===== Lista de registros =====

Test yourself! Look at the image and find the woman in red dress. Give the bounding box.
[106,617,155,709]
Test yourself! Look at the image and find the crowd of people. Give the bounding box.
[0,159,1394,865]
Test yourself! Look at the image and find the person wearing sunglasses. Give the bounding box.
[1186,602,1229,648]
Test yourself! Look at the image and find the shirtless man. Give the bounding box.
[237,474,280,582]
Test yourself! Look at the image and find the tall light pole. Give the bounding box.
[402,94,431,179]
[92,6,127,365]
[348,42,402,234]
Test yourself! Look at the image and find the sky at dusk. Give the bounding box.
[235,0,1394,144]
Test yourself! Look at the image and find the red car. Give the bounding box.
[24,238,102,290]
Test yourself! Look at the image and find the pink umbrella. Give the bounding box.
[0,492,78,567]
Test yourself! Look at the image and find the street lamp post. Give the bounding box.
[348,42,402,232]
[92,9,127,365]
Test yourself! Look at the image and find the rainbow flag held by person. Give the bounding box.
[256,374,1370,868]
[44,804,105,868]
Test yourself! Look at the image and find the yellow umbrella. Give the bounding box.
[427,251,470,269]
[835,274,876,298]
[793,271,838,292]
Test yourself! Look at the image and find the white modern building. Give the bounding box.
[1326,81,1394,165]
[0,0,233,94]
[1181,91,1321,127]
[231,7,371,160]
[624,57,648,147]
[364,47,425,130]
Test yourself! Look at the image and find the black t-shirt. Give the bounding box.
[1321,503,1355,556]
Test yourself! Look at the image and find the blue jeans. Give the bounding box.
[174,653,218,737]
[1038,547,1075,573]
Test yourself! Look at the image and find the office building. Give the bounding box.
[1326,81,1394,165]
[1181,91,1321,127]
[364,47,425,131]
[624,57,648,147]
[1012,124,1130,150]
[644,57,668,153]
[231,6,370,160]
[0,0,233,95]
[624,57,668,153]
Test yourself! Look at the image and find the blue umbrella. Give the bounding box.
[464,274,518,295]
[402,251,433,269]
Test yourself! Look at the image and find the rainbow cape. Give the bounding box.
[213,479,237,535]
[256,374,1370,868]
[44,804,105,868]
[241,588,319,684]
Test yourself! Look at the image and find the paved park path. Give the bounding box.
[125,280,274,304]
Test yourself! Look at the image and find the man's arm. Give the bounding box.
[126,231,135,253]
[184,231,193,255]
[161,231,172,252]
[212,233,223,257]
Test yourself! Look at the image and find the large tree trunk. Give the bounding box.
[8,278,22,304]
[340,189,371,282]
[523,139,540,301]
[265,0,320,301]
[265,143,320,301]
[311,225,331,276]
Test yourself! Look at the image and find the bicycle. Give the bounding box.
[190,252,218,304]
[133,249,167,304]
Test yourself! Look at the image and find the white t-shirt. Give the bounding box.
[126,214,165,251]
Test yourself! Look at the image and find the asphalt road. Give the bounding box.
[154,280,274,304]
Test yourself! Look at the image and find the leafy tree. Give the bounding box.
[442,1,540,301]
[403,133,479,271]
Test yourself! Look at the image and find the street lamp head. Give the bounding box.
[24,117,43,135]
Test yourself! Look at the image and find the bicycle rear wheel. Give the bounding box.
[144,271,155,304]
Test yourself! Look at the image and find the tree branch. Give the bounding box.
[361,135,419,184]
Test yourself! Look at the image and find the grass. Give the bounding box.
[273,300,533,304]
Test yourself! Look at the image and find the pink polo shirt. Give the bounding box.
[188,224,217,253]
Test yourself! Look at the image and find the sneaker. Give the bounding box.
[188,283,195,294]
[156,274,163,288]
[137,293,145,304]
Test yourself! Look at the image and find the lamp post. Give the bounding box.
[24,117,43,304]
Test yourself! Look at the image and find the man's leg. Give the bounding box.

=====

**O que fazer**
Pode apresentar todas as linhas dos registros acima como uma lista numerada, sem incluir as linhas em branco?

**Resultado do exercício**
1. Test yourself! Look at the image and find the woman in red dress. Give the bounding box.
2. [106,617,155,709]
3. Test yourself! Look at the image and find the crowd of people. Give the bounding box.
4. [0,159,1394,865]
5. Test yourself! Look at the image and find the person wearing sunglasses. Give the bounding box.
6. [1186,602,1229,648]
7. Test yourself! Look at the image and find the shirtless man. Give the bounding box.
8. [237,474,280,582]
9. Test yourself! Look at the image and find the tall light pole. Give the bounding box.
10. [402,94,431,179]
11. [92,6,127,365]
12. [348,42,402,234]
13. Test yourself! Look at the image and find the sky at dusk. Give the bounding box.
14. [235,0,1394,144]
15. Test yourself! Look at the image and find the red car. Give the bounding box.
16. [24,238,102,290]
17. Test yourself! Look at the image and find the pink umbrella. Give the bounding box.
18. [0,492,78,567]
19. Test yourself! Look at the image and find the street lamp post. Give the bounding box.
20. [348,42,402,232]
21. [92,9,127,365]
22. Test yourself! Look at the image and find the rainbow flag held by person. Give the bounding box.
23. [256,374,1370,868]
24. [44,804,105,868]
25. Test yourself! Look at the image and find the yellow umbrella. Give the bounding box.
26. [427,251,470,269]
27. [835,274,876,298]
28. [793,271,838,292]
29. Test yourself! Look at the image and find the white modern building. Give the bounding box.
30. [1326,81,1394,165]
31. [0,0,233,94]
32. [1181,91,1321,127]
33. [231,7,371,160]
34. [624,57,648,147]
35. [364,47,425,130]
36. Test yourself! Look at the image and find the black t-shirt. Give the bounding box.
37. [1321,503,1355,556]
38. Test yourself! Look at the image and find the blue jeans. Give the bounding box.
39. [174,653,218,737]
40. [1038,547,1075,573]
41. Test yourself! Look at the image and find the office building. Give the bounding box.
42. [1326,81,1394,165]
43. [1181,91,1321,127]
44. [364,47,425,131]
45. [624,57,648,147]
46. [1012,124,1130,150]
47. [644,57,668,153]
48. [231,6,370,160]
49. [0,0,233,95]
50. [624,57,668,153]
51. Test yourself! Look at the image and find the blue umbrella. Give the bounding box.
52. [464,274,518,295]
53. [402,251,433,269]
54. Test yourself! Look at the image and find the rainbow cape. Give the bounding box.
55. [213,479,237,535]
56. [256,374,1370,868]
57. [44,804,105,868]
58. [241,588,319,684]
59. Test yourself! Look at the image and find the paved park path. Give the bounding box.
60. [125,280,274,304]
61. Test yourself! Look at the image and find the man's arm. Give the bounding box.
62. [126,231,135,253]
63. [184,231,193,255]
64. [161,231,172,252]
65. [212,233,223,257]
66. Test yourself! Look at the image and find the large tree trunk. Give the bounding box.
67. [8,278,22,304]
68. [340,189,371,282]
69. [523,139,540,301]
70. [265,0,320,301]
71. [265,143,320,301]
72. [311,225,331,276]
73. Test yourself! Look at the image and find the bicycle. Give the bounding box.
74. [190,252,218,304]
75. [133,249,167,304]
76. Test yourself! Look at the image and find the white t-shirt. Give the bounding box.
77. [126,214,165,251]
78. Test yourself! Look at the image and find the asphalt road. Give the bounding box.
79. [154,280,274,304]
80. Test yourself! Look at the image and find the leafy tree. Give the bounding box.
81. [442,1,540,301]
82. [403,133,479,271]
83. Test yourself! Look at the image and find the street lamp head. Give the bounding box.
84. [24,117,43,135]
85. Test yourself! Look at the image and find the bicycle rear wheel. Give the bounding box.
86. [144,271,155,304]
87. Test yourself! Look at the image and find the tree branch. Give the bounding box.
88. [361,135,419,184]
89. Test yourself! Look at the image and find the grass. Give the bounding box.
90. [273,300,533,304]
91. Test yourself! Look at the image and find the pink polo shirt. Give the bounding box.
92. [188,224,217,253]
93. Test yourself! Look at the image and find the sneaker. Give the bounding box.
94. [188,283,195,294]
95. [156,274,163,288]
96. [137,293,145,304]
97. Test yourself! Look at the image and find the lamp post. Give the bounding box.
98. [24,117,43,304]
99. Test yourself! Look at the image and find the man's leg. Give the bounding box.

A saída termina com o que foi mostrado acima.